• [Exercise material]
# # # # # # #

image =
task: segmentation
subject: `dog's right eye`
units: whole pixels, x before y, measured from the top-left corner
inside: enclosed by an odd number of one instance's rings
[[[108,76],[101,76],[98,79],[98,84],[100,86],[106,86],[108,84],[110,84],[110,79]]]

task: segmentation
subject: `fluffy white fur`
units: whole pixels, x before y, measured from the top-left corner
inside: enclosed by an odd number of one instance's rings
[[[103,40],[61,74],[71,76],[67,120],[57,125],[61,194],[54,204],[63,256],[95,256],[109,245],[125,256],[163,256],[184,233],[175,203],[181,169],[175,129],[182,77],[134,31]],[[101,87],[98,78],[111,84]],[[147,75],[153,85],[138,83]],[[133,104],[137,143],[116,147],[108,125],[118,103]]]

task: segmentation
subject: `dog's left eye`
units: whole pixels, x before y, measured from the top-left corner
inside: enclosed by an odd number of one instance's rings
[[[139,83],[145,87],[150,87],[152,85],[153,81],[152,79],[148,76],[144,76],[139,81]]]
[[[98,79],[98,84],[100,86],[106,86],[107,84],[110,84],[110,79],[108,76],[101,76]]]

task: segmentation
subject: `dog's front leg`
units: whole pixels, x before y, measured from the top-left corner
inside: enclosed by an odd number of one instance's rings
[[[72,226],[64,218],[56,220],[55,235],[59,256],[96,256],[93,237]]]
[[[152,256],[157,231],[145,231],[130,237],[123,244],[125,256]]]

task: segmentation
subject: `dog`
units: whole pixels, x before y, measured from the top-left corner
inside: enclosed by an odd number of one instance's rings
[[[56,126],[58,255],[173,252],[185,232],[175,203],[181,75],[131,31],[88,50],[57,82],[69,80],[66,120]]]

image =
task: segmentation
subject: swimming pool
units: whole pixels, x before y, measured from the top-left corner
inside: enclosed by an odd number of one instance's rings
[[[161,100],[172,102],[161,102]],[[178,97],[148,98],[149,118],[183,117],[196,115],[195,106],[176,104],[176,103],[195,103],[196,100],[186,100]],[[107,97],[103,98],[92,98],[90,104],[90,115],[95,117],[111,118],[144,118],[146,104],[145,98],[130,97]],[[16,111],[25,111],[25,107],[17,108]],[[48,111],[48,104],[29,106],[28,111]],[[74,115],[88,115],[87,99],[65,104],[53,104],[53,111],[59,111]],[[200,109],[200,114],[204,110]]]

# # # # # # #

• [Task brief] Transcribe all of the records above, line by line, reproducing every character, bracket, and blank line without alteration.

• [Solved problem]
image =
task: segmentation
subject: `dog's right eye`
units: whole pixels, x before y, measured from the top-left corner
inside: enclosed by an odd number of one instance's rings
[[[108,76],[101,76],[98,79],[98,84],[100,86],[106,86],[108,84],[110,84],[110,79]]]

task: segmentation
subject: `fluffy white fur`
units: whole pixels, x before y, measured from the top-left corner
inside: enclosed by an odd number of one instance's rings
[[[103,40],[61,74],[71,76],[67,120],[57,125],[61,194],[54,204],[63,256],[95,256],[109,245],[125,256],[163,256],[184,233],[175,203],[181,169],[175,129],[182,77],[134,31]],[[101,87],[98,78],[111,84]],[[147,75],[153,85],[138,83]],[[133,104],[137,143],[116,147],[108,125],[118,103]]]

task: segmentation
subject: `dog's left eye`
units: whole pixels, x before y, measured from the top-left corner
inside: enclosed by an odd number of one instance's rings
[[[139,83],[145,87],[150,87],[152,85],[153,81],[152,79],[148,76],[144,76],[139,81]]]
[[[98,79],[98,84],[100,86],[106,86],[107,84],[110,84],[110,79],[108,76],[101,76]]]

task: segmentation
subject: `dog's front leg`
units: whole pixels, x before y, measured from the top-left corner
inside: enclosed by an odd number of one instance's rings
[[[72,226],[64,218],[56,220],[55,235],[59,256],[96,256],[93,237]]]
[[[152,256],[157,231],[145,231],[130,237],[123,244],[125,256]]]

task: segmentation
subject: `dog`
units: whole pixels, x before y, measured from the top-left corner
inside: enclosed by an odd number of one instance's rings
[[[56,126],[58,255],[173,252],[185,232],[175,203],[181,75],[131,31],[88,50],[57,82],[69,80],[66,120]]]

image =
task: segmentation
subject: swimming pool
units: whole pixels, x before y, measured from the top-left corner
inside: enclosed by an odd number of one instance's rings
[[[161,100],[172,102],[161,102]],[[178,97],[148,98],[149,118],[183,117],[196,115],[195,106],[176,104],[176,103],[195,103],[196,100],[186,100]],[[107,97],[103,98],[92,98],[90,104],[90,115],[95,117],[111,118],[144,118],[146,104],[145,98],[130,97]],[[16,111],[25,111],[25,107],[17,108]],[[48,111],[48,104],[29,106],[28,111]],[[74,115],[88,115],[87,99],[65,104],[53,104],[53,111],[59,111]],[[200,109],[200,114],[204,110]]]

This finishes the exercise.